WORK TO COMPLETE:
Could you format the rows below as a numbered list, leaving out any blank lines?

MATERIAL FOR THIS EXERCISE:
◇ ◇ ◇ ◇

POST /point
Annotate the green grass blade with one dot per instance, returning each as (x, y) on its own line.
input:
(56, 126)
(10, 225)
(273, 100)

◇ ◇ ◇ ◇

EXPECTED ANSWER:
1. POST /point
2. Annotate the green grass blade with one dot per instance, returning each as (x, y) on its own line.
3. input:
4. (56, 126)
5. (10, 225)
6. (273, 100)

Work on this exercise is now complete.